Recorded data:
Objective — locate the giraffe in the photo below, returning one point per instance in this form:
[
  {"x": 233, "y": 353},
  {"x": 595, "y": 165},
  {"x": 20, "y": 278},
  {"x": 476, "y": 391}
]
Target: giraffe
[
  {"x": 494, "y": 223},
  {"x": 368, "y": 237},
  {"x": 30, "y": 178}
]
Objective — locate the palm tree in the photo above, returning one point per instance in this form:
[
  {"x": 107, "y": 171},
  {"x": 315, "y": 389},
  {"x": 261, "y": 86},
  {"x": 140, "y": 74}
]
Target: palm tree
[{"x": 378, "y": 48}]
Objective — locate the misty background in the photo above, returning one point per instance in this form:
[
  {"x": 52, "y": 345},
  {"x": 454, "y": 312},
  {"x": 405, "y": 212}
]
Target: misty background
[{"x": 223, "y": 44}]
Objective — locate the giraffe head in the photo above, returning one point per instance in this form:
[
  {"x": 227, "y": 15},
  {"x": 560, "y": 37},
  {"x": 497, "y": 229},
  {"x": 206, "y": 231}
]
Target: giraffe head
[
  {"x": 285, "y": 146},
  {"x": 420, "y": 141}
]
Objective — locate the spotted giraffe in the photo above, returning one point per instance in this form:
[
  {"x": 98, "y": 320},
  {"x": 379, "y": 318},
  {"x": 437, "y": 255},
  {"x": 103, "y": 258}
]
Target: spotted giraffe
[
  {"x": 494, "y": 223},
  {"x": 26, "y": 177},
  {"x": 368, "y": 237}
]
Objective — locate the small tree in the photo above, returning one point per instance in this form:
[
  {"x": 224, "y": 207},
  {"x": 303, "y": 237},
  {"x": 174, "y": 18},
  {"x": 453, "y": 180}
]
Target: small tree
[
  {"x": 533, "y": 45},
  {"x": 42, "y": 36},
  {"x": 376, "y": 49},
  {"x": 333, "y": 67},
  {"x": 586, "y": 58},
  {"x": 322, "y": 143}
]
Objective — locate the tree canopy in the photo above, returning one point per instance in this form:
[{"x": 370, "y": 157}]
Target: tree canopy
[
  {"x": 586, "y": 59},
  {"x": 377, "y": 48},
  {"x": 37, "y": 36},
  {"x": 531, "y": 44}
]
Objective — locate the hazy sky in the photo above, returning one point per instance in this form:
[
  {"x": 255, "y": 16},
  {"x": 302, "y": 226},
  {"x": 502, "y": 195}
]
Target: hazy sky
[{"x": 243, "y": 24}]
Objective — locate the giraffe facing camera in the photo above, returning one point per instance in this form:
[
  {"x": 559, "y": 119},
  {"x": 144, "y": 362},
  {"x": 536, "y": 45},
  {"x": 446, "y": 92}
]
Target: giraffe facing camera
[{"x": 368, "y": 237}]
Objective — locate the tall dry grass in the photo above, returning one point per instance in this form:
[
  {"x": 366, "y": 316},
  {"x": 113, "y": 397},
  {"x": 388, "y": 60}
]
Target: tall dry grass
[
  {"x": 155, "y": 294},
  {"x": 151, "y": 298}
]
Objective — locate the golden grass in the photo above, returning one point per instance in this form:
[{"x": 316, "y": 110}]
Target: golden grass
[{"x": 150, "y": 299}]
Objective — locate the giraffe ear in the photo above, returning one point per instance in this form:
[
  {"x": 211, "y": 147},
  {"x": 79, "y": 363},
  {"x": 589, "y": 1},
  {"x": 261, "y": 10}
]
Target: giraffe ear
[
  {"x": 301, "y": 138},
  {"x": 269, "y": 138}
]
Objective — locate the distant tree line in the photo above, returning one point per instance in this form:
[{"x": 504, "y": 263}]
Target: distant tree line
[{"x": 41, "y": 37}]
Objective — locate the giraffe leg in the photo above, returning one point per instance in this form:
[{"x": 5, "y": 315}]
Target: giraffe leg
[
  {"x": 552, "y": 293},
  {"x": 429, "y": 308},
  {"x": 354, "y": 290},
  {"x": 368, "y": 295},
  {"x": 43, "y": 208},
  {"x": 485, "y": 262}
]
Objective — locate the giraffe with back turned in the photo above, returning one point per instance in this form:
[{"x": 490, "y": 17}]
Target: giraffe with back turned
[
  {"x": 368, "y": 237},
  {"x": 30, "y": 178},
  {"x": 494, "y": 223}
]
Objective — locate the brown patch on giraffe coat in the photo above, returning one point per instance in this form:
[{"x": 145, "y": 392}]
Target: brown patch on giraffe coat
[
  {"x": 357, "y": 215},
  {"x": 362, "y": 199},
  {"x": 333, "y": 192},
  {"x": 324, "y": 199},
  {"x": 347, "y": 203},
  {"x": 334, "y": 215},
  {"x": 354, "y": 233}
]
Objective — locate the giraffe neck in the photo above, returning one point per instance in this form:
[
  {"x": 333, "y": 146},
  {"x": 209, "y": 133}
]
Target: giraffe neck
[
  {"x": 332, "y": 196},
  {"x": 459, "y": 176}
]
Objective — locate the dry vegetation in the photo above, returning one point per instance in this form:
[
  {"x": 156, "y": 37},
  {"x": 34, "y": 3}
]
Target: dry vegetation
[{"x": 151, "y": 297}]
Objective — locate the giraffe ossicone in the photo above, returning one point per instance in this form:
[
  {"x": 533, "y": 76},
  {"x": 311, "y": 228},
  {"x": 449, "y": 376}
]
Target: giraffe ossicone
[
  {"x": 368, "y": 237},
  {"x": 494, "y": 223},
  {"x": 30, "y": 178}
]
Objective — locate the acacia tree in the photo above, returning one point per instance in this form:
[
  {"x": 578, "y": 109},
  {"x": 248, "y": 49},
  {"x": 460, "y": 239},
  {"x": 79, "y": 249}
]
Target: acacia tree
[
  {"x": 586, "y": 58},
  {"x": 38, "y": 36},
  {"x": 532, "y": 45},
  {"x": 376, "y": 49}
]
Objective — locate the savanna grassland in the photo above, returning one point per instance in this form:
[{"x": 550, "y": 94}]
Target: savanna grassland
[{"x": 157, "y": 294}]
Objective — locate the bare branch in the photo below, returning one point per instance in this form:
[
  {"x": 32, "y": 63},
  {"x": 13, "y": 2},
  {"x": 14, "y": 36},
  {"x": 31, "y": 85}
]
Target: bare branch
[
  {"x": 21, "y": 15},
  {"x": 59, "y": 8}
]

...

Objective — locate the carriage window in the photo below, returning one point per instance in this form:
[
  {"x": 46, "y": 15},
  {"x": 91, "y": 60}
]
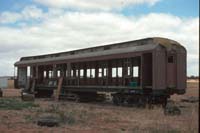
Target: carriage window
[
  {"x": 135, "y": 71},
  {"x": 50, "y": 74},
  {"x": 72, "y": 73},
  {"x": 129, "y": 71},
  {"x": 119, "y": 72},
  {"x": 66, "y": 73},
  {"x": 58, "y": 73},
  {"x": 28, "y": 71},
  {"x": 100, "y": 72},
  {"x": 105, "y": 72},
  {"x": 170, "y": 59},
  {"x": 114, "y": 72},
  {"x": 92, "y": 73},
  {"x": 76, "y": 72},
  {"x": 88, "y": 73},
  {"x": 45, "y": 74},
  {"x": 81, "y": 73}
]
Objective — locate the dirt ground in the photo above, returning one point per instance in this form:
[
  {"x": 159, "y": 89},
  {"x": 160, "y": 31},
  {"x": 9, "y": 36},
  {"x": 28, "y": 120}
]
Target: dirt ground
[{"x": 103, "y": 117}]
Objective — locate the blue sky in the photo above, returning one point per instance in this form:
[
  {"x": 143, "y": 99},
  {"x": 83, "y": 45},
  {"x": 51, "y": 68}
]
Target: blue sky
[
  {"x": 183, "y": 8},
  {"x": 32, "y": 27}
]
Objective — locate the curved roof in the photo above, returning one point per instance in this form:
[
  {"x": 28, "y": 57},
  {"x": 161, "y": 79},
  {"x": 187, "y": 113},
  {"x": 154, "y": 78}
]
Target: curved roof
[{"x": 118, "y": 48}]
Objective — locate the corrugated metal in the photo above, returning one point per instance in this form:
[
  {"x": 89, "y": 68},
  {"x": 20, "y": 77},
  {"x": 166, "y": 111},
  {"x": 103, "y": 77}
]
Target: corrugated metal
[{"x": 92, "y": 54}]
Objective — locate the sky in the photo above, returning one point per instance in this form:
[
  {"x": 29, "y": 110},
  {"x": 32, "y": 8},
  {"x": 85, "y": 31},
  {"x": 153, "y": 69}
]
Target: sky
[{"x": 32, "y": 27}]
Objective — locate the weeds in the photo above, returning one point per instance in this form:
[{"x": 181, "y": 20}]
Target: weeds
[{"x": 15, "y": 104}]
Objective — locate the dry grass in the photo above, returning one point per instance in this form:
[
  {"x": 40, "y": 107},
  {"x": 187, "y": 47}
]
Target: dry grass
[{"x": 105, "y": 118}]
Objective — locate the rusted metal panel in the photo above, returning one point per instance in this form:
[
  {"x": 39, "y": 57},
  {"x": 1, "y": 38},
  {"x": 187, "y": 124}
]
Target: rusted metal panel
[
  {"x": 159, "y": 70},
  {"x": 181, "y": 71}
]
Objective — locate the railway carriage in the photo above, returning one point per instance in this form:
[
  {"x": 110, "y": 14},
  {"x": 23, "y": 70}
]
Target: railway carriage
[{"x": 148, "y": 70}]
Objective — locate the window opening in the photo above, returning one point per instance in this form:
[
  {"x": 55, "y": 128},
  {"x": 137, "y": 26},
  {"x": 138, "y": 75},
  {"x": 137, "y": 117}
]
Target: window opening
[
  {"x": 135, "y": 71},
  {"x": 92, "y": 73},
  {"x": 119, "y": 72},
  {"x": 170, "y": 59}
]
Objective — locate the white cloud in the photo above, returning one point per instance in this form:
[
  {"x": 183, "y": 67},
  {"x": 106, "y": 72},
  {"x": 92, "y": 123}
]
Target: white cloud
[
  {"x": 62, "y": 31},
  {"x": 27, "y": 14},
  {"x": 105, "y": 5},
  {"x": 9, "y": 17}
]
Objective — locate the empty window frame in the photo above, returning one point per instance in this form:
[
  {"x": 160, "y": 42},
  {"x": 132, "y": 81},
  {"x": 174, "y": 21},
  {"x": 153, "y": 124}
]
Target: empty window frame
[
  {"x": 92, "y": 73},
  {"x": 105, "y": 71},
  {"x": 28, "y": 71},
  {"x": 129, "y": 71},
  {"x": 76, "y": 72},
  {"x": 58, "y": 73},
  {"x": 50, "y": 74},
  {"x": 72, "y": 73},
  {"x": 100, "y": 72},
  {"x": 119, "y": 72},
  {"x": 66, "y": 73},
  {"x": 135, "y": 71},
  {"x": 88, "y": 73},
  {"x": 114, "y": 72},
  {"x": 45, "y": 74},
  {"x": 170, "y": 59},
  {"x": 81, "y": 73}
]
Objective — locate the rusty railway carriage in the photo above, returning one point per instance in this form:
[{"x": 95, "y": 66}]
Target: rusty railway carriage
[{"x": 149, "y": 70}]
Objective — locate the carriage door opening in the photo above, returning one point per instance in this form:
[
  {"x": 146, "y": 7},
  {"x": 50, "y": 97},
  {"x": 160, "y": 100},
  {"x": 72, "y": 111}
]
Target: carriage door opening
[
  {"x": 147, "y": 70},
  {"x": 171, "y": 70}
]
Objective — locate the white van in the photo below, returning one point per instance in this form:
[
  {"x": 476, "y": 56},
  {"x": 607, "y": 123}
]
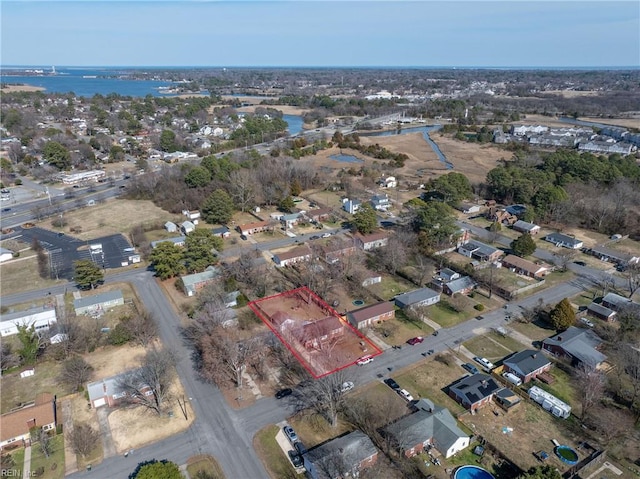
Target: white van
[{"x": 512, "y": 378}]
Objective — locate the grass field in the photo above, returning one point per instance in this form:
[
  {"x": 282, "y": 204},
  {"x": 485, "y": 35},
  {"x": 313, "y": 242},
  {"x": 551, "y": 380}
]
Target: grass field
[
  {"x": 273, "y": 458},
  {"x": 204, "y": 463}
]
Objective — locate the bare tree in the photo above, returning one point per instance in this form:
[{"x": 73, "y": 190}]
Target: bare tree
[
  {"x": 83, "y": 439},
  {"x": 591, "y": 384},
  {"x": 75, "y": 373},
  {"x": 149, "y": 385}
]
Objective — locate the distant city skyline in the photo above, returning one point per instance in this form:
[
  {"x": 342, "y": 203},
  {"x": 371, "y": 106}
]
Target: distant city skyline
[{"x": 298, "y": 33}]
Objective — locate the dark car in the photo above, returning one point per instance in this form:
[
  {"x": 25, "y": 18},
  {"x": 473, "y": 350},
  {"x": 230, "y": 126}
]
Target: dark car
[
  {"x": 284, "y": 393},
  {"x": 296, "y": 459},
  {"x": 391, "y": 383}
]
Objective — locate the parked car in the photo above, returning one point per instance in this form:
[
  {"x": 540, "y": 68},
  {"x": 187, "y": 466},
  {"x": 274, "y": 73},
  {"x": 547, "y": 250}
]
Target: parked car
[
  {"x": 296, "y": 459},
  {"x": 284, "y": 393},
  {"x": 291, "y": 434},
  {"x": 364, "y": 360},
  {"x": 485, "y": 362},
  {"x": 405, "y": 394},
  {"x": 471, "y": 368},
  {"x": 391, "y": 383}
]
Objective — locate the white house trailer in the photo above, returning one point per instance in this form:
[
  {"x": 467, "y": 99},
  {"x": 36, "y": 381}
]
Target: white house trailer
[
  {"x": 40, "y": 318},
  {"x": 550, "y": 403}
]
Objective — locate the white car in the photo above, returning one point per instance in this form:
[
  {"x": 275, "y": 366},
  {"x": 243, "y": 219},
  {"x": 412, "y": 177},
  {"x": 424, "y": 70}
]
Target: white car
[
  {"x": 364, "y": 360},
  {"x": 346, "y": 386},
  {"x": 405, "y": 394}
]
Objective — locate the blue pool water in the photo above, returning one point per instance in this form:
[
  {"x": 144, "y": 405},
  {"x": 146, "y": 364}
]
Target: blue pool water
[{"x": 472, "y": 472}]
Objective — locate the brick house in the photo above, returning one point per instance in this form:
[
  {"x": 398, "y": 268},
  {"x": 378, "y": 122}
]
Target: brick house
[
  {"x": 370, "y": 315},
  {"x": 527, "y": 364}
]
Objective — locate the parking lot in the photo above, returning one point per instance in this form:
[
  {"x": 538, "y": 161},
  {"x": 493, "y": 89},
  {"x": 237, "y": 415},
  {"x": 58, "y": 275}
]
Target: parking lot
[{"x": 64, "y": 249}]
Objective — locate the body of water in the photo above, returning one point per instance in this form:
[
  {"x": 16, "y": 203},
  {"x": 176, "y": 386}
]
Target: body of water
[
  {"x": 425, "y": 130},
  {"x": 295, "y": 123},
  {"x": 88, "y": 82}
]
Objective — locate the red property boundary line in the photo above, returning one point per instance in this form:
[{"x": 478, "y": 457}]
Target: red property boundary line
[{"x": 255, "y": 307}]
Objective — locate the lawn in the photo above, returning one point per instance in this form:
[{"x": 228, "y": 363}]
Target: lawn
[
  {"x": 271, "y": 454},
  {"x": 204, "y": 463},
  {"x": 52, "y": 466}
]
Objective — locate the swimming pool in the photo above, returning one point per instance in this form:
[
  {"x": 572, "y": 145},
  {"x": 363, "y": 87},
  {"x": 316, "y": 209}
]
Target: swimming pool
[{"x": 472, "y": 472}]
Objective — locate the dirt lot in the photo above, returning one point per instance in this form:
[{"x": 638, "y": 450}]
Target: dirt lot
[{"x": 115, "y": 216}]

==

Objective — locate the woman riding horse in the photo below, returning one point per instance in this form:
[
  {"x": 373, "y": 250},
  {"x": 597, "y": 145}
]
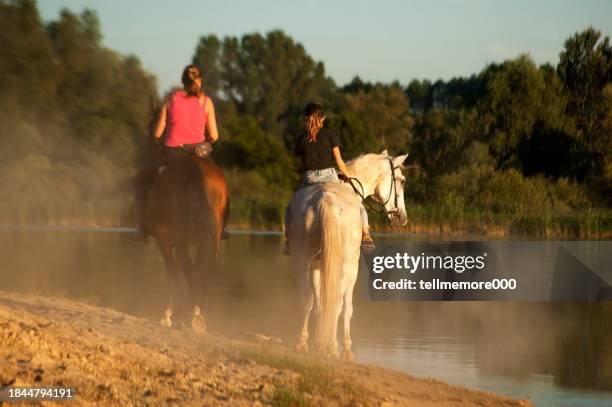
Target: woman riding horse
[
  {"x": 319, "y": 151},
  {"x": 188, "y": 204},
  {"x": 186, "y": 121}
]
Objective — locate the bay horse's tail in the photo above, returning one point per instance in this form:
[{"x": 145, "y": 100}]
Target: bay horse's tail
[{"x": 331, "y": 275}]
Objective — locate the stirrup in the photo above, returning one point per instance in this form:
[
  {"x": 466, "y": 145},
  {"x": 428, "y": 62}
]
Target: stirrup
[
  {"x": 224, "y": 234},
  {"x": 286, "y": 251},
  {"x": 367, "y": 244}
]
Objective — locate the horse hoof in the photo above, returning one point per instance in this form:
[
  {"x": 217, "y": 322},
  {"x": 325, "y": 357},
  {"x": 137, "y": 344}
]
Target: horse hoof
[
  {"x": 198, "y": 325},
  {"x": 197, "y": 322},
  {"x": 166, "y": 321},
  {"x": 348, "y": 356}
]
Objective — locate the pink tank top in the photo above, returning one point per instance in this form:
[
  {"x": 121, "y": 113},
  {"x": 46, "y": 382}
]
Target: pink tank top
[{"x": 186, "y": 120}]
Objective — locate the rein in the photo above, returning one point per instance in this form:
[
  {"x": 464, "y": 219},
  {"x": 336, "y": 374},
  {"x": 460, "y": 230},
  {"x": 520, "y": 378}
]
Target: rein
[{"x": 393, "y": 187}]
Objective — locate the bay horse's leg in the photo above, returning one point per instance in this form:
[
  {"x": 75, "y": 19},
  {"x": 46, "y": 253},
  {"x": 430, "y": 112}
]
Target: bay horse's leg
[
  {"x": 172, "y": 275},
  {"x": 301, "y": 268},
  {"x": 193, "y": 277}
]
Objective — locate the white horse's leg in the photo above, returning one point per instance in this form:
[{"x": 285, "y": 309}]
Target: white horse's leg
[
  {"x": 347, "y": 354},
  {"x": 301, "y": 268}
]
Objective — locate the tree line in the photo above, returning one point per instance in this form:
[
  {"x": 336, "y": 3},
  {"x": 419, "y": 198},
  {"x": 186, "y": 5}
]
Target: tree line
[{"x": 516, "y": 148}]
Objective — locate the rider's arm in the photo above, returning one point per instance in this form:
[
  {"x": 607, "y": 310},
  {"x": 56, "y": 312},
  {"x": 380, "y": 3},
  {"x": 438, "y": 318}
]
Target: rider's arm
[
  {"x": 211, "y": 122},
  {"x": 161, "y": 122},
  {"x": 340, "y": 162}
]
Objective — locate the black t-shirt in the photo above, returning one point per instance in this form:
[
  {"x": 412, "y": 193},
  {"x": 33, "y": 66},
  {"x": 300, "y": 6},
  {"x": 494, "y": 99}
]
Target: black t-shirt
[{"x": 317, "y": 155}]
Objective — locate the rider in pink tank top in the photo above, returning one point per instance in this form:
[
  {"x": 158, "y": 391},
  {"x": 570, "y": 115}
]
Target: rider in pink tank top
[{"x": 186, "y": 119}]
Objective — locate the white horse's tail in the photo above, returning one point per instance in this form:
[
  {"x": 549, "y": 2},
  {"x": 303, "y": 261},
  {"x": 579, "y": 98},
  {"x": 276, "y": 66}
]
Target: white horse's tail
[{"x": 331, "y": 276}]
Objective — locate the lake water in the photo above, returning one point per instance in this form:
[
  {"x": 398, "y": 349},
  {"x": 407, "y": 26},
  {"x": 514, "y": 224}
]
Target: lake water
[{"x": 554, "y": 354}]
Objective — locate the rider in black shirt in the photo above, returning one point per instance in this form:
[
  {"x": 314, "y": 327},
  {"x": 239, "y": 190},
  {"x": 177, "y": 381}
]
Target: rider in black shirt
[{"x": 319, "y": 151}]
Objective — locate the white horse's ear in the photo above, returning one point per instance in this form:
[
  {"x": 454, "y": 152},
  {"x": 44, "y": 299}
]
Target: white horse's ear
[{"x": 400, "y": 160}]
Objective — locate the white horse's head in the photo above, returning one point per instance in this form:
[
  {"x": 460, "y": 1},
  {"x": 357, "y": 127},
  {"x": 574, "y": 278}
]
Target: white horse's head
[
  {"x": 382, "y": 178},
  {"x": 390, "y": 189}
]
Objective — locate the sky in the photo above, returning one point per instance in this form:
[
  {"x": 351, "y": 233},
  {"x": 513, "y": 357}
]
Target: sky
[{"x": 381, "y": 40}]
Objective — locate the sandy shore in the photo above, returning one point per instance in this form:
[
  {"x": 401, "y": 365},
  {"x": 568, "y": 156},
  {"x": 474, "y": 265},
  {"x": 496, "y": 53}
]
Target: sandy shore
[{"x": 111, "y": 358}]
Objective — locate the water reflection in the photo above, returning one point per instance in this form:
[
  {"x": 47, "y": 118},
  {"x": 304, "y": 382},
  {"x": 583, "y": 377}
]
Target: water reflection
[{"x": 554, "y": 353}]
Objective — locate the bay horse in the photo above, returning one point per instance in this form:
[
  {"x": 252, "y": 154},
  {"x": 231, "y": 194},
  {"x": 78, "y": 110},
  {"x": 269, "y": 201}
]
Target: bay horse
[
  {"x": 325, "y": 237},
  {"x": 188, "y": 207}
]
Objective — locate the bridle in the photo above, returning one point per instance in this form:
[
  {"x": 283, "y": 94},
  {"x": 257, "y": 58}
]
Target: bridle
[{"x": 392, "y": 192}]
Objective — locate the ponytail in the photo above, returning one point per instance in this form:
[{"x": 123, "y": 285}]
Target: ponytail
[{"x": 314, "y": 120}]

WORK REQUEST: Show all lines above holding "below".

THE COMPLETED TASK:
Objective — locate the giraffe in the photo below, returning one point per instance in this form:
Objective — locate the bare branch in the photo below, returning one point per instance in this form:
Objective — locate the carriage window in the photo below, returning one point per instance in this form:
Objective — locate the white van in the photo below, returning one point per instance in this form:
Objective — locate the woman riding horse in the photo below, returning one point per instance in this form:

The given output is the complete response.